What you have to do:
Below are records; transcribe only the line with "of the large" and those after it, through the last line, without any change.

Provided records:

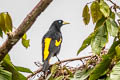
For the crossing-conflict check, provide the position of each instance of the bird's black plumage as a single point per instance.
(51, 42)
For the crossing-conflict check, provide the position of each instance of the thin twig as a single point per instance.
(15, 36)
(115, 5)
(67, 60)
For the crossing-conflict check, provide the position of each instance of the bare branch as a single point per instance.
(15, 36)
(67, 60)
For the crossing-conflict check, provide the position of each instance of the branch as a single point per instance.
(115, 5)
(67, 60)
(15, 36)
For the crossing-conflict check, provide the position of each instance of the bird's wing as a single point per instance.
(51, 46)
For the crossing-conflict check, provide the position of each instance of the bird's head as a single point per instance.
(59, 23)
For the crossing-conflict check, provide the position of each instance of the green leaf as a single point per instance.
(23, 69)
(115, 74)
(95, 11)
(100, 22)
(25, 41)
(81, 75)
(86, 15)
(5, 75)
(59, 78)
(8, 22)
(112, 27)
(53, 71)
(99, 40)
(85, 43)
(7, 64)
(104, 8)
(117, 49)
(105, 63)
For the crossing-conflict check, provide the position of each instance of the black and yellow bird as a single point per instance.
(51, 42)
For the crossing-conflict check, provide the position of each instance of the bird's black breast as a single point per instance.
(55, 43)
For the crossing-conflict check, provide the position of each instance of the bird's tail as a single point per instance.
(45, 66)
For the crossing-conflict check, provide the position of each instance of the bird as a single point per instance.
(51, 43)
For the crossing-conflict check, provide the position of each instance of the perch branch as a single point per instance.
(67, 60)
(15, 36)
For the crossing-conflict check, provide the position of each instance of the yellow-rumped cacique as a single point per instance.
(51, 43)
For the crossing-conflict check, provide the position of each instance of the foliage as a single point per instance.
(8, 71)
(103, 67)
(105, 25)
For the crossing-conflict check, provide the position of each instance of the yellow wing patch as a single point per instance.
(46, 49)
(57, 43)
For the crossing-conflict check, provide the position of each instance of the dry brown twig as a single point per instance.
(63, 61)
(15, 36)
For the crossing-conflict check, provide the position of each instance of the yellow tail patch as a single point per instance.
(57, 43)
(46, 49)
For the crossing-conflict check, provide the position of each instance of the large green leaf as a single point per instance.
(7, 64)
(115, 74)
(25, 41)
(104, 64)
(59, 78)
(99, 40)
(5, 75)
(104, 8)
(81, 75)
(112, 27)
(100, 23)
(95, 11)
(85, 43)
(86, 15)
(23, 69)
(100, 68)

Answer to the exercise:
For the crossing-conflict check, provide the position of each instance of the large green leaf as a single point per instance.
(7, 64)
(115, 74)
(25, 41)
(104, 64)
(59, 78)
(99, 40)
(5, 75)
(104, 8)
(81, 75)
(112, 27)
(100, 23)
(95, 11)
(85, 43)
(86, 15)
(23, 69)
(100, 68)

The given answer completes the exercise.